_Görev 1_
Verilen metnin "Barışı asli değer" ile başlayıp "paylaştığını dile getirdi." ifadesine kadar süren bölümünü kelimesi kelimesine aktarın.
_Görev 2_
Verilen metne göre Görmez, saldırının neden yalnızca Fransa'ya, Avrupa'ya ve Batı'ya yönelik olmadığını söylüyor? Bir ila üç cümleyle açıklayın.

Diyanet İşleri Başkanı Prof. Dr. Mehmet Görmez, Paris’teki terör saldırılarıyla ilgili, "Bu insanlık dışı saldırıyı gerçekleştirenlerin ne Allah’a saygısı, ne herhangi bir topluluğa bağlılığı ve ne de herhangi bir dine mensubiyeti olabilir" dedi.
Görmez, G-20 ülkelerinin liderlerine gönderdiği açık mektupta sözlerine Besmele ile başlayarak, "Ülkemize hoş geldiniz" dedi. Birkaç hafta önce Ankara’da yaşanan katliamın acısının henüz dinmeden Fransa’dan gelen terör saldırısı ile bir kez daha sarsıldıklarını belirten Görmez, "İnancım odur ki, kimse bu acıyı bizim kadar bilemez. Bu saldırı, sadece Fransa’ya, Avrupa’ya, Batıya karşı yapılmış bir saldırı değildir aslında bu saldırı bir dine inansın ya da inanmasın, inanıyorsa dini ne olursa olsun, dünyanın barışa değer veren bütün insanlarına karşı yapılmış bir saldırıdır" ifadesini kullandı.
Barışı asli değer olarak yücelten bir dinin mensubu ve Türkiye’de din hizmetlerinden sorumlu Diyanet İşleri Başkanı olarak derin bir üzüntü içinde olduğunu ifade eden Görmez, Paris’teki terör saldırısını kınadı. Görmez, başta Fransız halkı olmak üzere tüm insanlık ailesinin acısını paylaştığını dile getirdi.
"NE ALLAH’A SAYGISI NE DE BİR DİNE MENSUBİYETİ OLABİLİR"
"İnsanlık dışı saldırıyı gerçekleştirenlerin, onları yönlendirenlerin ve herkesin göreceği kadar açık bir biçimde maşa olarak kullananların ne Allah’a saygısı, ne herhangi bir topluluğa bağlılığı ve ne de herhangi bir dine mensubiyeti olabilir" diyen Görmez, bugün süfli emelleri ancak tedhiş ve vahşetle gerçekleştirmeye terör şebekelerini ikna etmiş bütün paradigmalar üzerinde bütün insanlığın yeniden durması gerektiğini vurguladı.

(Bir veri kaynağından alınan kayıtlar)
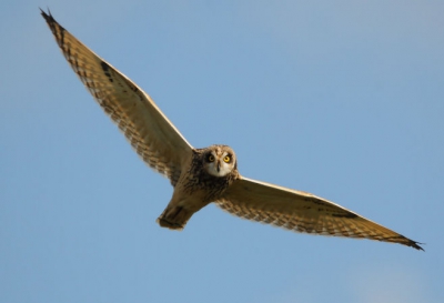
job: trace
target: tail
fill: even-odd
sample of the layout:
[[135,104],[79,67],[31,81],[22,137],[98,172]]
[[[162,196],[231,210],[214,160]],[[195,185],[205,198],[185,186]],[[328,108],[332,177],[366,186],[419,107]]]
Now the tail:
[[169,205],[155,222],[158,222],[162,228],[181,231],[193,213],[193,211],[186,210],[182,206],[170,208]]

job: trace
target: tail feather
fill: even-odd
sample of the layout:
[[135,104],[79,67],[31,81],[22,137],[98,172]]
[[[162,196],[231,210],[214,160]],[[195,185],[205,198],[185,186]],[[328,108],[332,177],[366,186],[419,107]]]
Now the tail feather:
[[194,212],[182,206],[167,206],[155,222],[162,228],[181,231]]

_Alıştırma Cevabı 1_
Barışı asli değer olarak yücelten bir dinin mensubu ve Türkiye’de din hizmetlerinden sorumlu Diyanet İşleri Başkanı olarak derin bir üzüntü içinde olduğunu ifade eden Görmez, Paris’teki terör saldırısını kınadı. Görmez, başta Fransız halkı olmak üzere tüm insanlık ailesinin acısını paylaştığını dile getirdi.

_Alıştırma Cevabı 2_
Görmez'e göre bu saldırı, dünyada barışa değer veren bütün insanlara karşı yapılmıştır. Bu insanların bir dine inanıp inanmaması ya da hangi dine inandığı fark etmez. Bu yüzden saldırıyı yalnızca Fransa'yı, Avrupa'yı ve Batı'yı hedef alan bir saldırı olarak görmüyor.